Recorded data:

• • • •

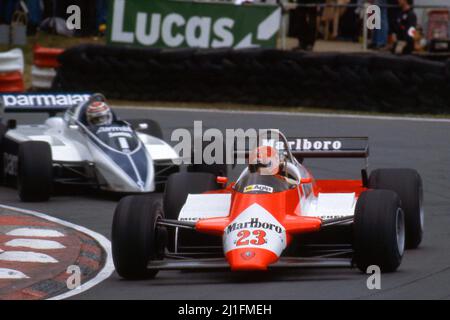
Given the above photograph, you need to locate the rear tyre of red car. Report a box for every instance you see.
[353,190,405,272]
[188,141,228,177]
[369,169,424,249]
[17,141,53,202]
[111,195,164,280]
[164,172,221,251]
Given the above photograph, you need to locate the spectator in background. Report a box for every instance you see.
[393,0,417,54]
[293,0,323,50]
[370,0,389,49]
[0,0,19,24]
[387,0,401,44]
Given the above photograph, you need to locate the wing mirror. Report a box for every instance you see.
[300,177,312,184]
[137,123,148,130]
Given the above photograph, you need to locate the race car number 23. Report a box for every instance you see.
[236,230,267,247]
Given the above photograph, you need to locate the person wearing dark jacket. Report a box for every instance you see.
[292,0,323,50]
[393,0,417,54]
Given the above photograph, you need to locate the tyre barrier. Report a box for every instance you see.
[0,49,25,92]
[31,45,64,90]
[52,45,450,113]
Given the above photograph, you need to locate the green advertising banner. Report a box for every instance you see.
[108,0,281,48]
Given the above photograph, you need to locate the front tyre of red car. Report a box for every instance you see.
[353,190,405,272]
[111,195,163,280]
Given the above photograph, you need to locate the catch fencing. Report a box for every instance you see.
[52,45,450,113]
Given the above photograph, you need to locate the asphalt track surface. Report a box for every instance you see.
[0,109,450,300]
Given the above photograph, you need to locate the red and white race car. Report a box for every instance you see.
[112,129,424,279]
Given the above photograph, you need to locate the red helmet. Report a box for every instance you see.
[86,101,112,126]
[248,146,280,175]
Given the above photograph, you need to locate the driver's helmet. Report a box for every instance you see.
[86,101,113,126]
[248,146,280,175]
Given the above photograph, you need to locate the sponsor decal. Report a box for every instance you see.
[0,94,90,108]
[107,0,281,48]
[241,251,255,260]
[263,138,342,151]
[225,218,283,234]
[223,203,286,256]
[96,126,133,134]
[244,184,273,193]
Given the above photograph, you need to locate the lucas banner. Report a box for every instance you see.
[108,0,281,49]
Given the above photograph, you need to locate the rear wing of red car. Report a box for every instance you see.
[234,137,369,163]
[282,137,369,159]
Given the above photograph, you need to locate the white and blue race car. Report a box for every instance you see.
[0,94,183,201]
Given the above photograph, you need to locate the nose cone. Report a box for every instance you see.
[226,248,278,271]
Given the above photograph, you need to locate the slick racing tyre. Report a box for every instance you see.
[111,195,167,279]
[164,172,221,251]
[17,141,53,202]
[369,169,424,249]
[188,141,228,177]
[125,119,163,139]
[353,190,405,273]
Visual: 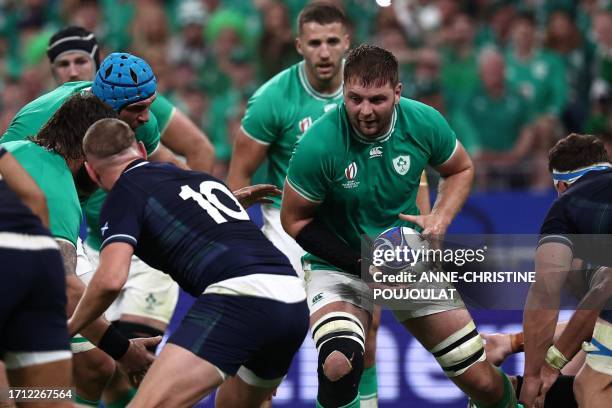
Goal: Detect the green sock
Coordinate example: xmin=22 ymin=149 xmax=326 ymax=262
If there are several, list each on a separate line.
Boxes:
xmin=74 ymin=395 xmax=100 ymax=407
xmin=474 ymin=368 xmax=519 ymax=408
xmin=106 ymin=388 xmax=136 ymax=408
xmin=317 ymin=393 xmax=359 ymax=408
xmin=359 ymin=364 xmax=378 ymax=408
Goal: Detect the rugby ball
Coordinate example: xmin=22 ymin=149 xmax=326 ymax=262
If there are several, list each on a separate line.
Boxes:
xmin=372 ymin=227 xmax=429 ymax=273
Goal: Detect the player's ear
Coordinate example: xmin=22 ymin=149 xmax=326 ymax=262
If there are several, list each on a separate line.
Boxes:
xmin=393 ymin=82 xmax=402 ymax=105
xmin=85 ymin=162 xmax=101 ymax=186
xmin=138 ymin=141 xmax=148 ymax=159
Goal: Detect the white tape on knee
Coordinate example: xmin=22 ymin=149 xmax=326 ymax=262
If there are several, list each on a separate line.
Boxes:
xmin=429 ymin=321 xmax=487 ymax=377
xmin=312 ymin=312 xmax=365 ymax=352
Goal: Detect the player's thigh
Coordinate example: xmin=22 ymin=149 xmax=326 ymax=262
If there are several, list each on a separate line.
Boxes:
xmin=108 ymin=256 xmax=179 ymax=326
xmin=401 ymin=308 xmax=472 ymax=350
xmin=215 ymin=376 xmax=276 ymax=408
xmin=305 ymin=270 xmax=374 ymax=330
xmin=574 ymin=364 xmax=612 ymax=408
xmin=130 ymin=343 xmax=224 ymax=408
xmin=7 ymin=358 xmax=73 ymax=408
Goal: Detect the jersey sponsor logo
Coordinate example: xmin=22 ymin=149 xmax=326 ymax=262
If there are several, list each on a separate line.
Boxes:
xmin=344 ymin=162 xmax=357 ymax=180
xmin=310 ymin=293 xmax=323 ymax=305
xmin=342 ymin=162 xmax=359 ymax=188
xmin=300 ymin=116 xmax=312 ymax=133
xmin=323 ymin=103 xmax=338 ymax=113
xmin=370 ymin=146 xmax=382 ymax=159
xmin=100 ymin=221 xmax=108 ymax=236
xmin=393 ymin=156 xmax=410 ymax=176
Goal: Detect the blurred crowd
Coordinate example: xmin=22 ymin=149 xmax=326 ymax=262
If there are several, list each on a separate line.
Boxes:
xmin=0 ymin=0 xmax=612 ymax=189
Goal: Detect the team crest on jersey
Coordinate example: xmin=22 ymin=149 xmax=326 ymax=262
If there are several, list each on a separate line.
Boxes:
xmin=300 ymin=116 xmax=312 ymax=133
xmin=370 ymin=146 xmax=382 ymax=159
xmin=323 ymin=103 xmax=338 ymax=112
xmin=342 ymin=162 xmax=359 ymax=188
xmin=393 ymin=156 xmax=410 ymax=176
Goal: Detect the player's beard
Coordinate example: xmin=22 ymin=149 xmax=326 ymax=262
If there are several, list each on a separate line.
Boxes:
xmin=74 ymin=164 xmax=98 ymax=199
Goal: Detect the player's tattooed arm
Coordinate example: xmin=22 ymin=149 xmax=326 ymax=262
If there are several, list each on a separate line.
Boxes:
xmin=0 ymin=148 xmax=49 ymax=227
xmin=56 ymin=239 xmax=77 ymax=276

• • • •

**THE EXERCISE**.
Please copy the lines above, starting at the line with "Given the above photograph, you need to locate the rear wing" and ending with the line with "xmin=7 ymin=358 xmax=73 ymax=408", keeping both of those lines. Leave out the pictures.

**EXERCISE OUTPUT**.
Given the above photograph, you need to locate the rear wing of red car. Report a box for every instance you see.
[234,137,369,163]
[282,137,369,159]
Given the above photograph, you need to locate the white and blue race car. Report a box for every instance you see.
[0,94,183,201]
Given the above photograph, you need to locate the nose cone. Report a box for every instance you see.
[226,248,278,271]
Given the above photograph, you need to locate the slick racing tyre. Report a box for every instance you see.
[111,195,167,279]
[164,172,221,251]
[17,141,53,202]
[369,169,424,249]
[188,141,228,177]
[125,119,163,139]
[353,190,405,273]
Visual: 
Goal: Detect the green sock
Coordinate example: xmin=22 ymin=149 xmax=326 ymax=262
If there are several, list each on a separate line.
Boxes:
xmin=74 ymin=395 xmax=100 ymax=407
xmin=474 ymin=368 xmax=519 ymax=408
xmin=106 ymin=388 xmax=136 ymax=408
xmin=317 ymin=393 xmax=359 ymax=408
xmin=359 ymin=364 xmax=378 ymax=408
Goal: Detect the rugby ball
Coordinate example: xmin=22 ymin=149 xmax=326 ymax=262
If there are several, list each on a separate line.
Boxes:
xmin=372 ymin=227 xmax=429 ymax=273
Goal: Detect the player's ear
Coordinate example: xmin=22 ymin=149 xmax=326 ymax=262
If there are several, list each on a separate line.
Boxes:
xmin=393 ymin=82 xmax=402 ymax=105
xmin=85 ymin=162 xmax=101 ymax=186
xmin=138 ymin=141 xmax=148 ymax=159
Goal: Detect the white tape on knee
Coordinate example: xmin=22 ymin=149 xmax=326 ymax=262
If there are several, list each on a separate line.
Boxes:
xmin=429 ymin=321 xmax=487 ymax=377
xmin=312 ymin=312 xmax=365 ymax=352
Goal: Detect the player's thigh
Coordinate example: xmin=22 ymin=149 xmax=326 ymax=262
If there are several, list each on a separate line.
Boxes:
xmin=108 ymin=256 xmax=179 ymax=326
xmin=401 ymin=308 xmax=472 ymax=350
xmin=215 ymin=376 xmax=276 ymax=408
xmin=305 ymin=270 xmax=374 ymax=330
xmin=574 ymin=364 xmax=612 ymax=408
xmin=130 ymin=343 xmax=224 ymax=408
xmin=7 ymin=358 xmax=73 ymax=408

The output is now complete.